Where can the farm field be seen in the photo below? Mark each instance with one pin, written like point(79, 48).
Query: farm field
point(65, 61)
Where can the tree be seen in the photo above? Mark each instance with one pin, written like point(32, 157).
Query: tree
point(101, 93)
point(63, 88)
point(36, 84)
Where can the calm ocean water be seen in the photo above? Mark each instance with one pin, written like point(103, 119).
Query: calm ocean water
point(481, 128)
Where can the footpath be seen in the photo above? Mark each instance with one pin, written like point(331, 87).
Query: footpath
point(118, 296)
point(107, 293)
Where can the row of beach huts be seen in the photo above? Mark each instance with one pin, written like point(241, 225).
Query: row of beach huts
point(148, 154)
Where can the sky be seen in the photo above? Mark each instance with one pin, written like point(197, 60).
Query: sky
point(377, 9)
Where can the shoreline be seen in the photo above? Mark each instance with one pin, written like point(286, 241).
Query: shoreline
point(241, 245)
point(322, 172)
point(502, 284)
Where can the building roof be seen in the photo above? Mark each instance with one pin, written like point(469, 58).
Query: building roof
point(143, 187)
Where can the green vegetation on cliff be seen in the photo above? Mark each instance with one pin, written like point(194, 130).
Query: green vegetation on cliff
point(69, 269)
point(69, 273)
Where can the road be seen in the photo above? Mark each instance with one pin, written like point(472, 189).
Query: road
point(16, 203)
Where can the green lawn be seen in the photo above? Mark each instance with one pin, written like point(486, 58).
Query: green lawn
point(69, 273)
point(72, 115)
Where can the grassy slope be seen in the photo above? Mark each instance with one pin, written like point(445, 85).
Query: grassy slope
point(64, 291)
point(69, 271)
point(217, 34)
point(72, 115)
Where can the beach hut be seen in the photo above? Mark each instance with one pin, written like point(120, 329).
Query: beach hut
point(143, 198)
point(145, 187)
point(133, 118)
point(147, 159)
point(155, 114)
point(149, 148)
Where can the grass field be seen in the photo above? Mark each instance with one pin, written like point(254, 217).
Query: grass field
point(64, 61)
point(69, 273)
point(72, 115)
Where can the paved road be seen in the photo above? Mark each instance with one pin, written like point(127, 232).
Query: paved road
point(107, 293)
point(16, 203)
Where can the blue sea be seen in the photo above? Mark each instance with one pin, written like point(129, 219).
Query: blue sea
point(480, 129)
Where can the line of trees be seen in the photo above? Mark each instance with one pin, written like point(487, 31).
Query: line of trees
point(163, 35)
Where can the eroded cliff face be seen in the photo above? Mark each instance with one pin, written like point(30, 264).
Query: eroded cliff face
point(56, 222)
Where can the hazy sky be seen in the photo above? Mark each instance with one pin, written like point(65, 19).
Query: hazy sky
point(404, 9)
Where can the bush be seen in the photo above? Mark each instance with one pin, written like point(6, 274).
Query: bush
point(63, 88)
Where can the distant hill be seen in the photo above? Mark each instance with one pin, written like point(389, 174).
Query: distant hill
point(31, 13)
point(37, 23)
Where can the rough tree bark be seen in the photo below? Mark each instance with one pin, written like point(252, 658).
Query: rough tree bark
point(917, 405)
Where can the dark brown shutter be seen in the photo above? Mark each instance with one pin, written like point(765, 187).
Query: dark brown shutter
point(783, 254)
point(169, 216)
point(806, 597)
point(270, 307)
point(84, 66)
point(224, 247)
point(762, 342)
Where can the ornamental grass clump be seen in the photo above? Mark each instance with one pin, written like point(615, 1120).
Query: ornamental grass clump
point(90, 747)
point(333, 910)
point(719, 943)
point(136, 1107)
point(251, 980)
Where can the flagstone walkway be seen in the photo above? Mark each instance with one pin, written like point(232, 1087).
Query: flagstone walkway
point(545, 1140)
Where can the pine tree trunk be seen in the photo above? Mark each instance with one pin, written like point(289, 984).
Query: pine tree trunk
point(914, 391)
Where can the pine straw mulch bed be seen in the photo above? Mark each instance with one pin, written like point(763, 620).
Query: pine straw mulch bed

★ ★ ★ ★

[What is asked]: Rewrite the lines from the line with "Where can the road" to the line with "point(56, 222)", both included, and output only those lines. Keep the requests unchanged, and scale every pin coordinate in the answers by 0.8, rounding to whole numbers with halves rounded up.

[Exercise output]:
Where can the road be seen in the photo above? Mark each instance with one pin, written like point(472, 189).
Query: road
point(13, 162)
Where can the green lawn be seen in the photo above? Mark each instance with one pin, written like point(486, 58).
Query: green lawn
point(55, 218)
point(58, 92)
Where can the grassy slope be seen in the photo above? Mark each instance with one pin, written like point(445, 85).
Query: grassy slope
point(51, 233)
point(55, 217)
point(174, 27)
point(58, 92)
Where can the beach hut be seen in the photo above? Mark each instance with one pin, written like point(120, 329).
Query: beach hut
point(114, 158)
point(116, 150)
point(106, 94)
point(118, 127)
point(124, 91)
point(119, 118)
Where can the grass field be seen in the photo above? Mark each instance with one pin, written like point(254, 217).
Query: grass field
point(51, 49)
point(55, 218)
point(58, 92)
Where can the paved road be seen in the photo above? Mark each instance with one pin, written like point(127, 232).
Query: paved road
point(86, 234)
point(13, 162)
Where can the blue sea be seen in the photo above? Mark each instance with one pin, written like point(129, 219).
Query: blue sea
point(384, 103)
Where can the line of trees be seen in the photo above? Mark each instance with one pin, written like point(487, 31).
Query: line of trees
point(130, 28)
Where can the eroded cliff face be seen in the photo above? Mark each instance with one pin, written like point(30, 264).
Query: eroded cliff face
point(45, 178)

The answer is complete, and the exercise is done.